■ **EXERCISE GOAL**:
Within the records below, find each line that holds the string "softball", then copy it.
───── DATA
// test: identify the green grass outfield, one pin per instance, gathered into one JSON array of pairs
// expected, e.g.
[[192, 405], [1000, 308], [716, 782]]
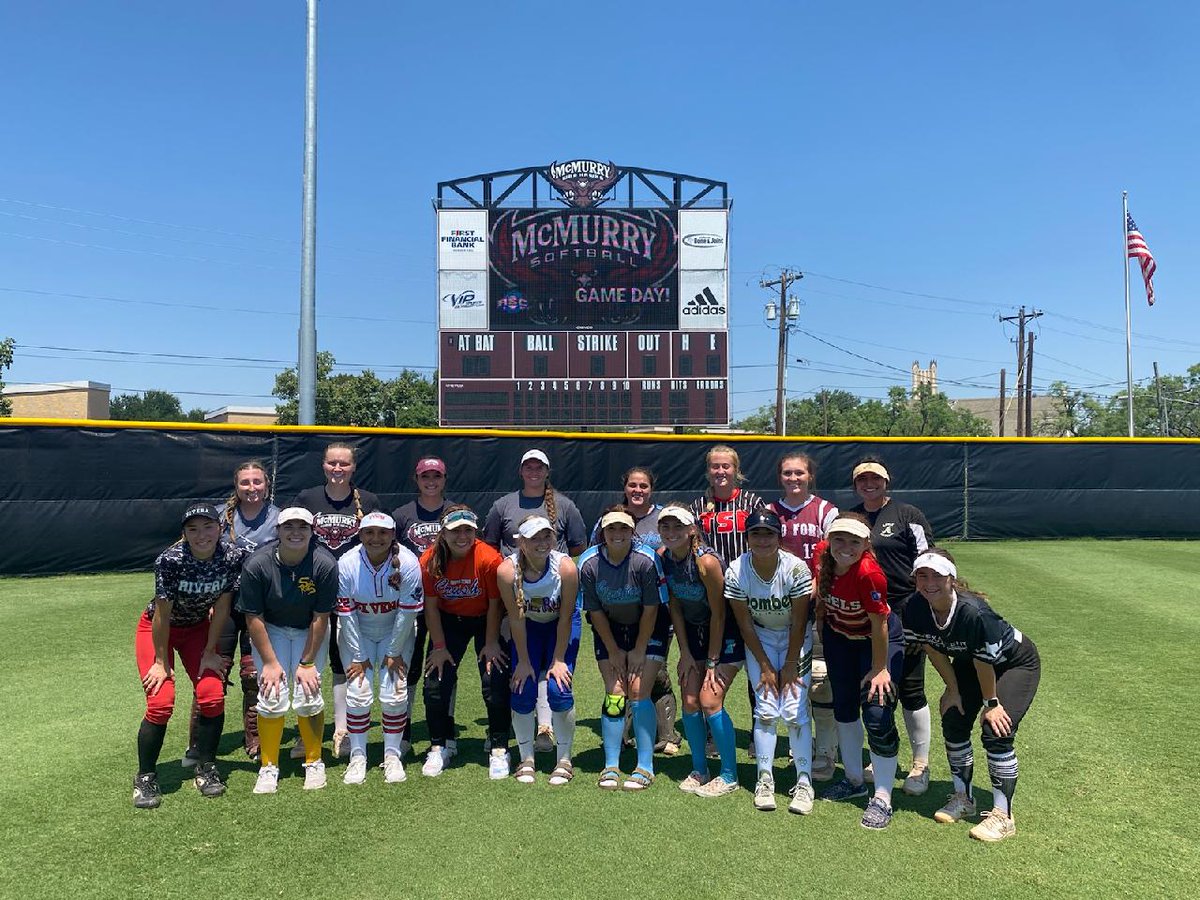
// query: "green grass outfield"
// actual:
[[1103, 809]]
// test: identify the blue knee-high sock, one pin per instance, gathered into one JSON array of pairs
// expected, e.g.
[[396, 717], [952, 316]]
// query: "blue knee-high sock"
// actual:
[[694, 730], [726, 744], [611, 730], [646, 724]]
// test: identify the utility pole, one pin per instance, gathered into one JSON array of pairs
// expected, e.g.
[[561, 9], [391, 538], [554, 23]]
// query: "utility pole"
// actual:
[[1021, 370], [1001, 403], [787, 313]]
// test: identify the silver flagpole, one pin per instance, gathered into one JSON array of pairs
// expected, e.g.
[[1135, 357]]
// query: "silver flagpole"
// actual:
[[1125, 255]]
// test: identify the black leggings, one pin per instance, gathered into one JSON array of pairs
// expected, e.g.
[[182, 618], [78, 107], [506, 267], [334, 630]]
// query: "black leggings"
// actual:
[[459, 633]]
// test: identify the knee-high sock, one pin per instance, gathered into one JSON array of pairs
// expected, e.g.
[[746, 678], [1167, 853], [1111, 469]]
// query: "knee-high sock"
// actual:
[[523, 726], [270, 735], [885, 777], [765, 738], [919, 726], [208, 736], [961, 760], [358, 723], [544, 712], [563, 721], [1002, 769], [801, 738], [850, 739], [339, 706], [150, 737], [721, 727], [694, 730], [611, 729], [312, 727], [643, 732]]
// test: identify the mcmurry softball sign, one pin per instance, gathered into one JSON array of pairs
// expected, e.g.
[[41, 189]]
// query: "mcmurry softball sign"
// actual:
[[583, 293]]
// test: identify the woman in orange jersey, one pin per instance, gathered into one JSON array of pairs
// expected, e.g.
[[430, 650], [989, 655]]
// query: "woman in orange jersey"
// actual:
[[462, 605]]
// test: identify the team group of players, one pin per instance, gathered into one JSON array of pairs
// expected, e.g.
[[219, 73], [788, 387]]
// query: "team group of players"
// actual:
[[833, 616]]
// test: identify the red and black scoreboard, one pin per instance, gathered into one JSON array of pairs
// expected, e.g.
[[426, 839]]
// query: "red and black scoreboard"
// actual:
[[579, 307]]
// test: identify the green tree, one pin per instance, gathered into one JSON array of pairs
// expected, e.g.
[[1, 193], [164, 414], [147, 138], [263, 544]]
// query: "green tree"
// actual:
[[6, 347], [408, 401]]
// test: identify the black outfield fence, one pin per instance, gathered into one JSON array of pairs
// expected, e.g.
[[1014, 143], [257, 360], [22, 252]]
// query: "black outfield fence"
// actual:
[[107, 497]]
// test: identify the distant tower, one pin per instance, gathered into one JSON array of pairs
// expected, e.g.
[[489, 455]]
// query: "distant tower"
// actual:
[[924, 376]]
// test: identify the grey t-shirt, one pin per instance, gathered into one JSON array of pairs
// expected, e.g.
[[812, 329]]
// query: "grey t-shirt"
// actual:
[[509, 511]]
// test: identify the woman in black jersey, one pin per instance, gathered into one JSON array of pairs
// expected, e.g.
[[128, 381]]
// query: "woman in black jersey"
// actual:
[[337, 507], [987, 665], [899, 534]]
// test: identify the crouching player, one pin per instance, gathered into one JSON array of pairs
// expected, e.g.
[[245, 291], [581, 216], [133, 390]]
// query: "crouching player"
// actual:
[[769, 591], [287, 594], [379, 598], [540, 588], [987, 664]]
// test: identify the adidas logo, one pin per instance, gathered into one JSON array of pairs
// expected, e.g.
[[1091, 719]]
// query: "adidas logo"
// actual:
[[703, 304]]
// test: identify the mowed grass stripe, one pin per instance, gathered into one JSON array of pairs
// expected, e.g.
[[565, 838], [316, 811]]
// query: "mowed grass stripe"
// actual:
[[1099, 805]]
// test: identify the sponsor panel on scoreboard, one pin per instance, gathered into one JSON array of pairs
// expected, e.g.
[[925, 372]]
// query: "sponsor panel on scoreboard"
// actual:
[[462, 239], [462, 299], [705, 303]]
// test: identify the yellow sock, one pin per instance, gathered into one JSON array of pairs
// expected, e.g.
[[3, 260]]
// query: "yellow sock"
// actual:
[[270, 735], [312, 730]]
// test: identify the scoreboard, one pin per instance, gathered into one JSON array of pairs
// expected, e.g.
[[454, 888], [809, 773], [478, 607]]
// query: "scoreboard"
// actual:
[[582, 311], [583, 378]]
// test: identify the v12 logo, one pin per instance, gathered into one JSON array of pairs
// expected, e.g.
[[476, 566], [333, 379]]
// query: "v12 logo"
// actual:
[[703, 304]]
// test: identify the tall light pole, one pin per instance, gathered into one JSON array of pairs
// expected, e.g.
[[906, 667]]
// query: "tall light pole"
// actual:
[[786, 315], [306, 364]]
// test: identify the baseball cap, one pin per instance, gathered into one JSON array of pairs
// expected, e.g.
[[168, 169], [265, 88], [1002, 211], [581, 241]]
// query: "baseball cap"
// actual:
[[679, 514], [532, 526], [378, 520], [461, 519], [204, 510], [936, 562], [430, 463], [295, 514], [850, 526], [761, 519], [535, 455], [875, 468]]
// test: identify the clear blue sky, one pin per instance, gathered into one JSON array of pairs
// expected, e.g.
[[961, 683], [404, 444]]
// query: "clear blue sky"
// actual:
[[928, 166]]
──────────
■ **OUTPUT FOR THIS TASK**:
// test: identify the mcmurry softball sign, one pin per instance, gathered into one JSON array of pairs
// query: "mcmurry softball sign"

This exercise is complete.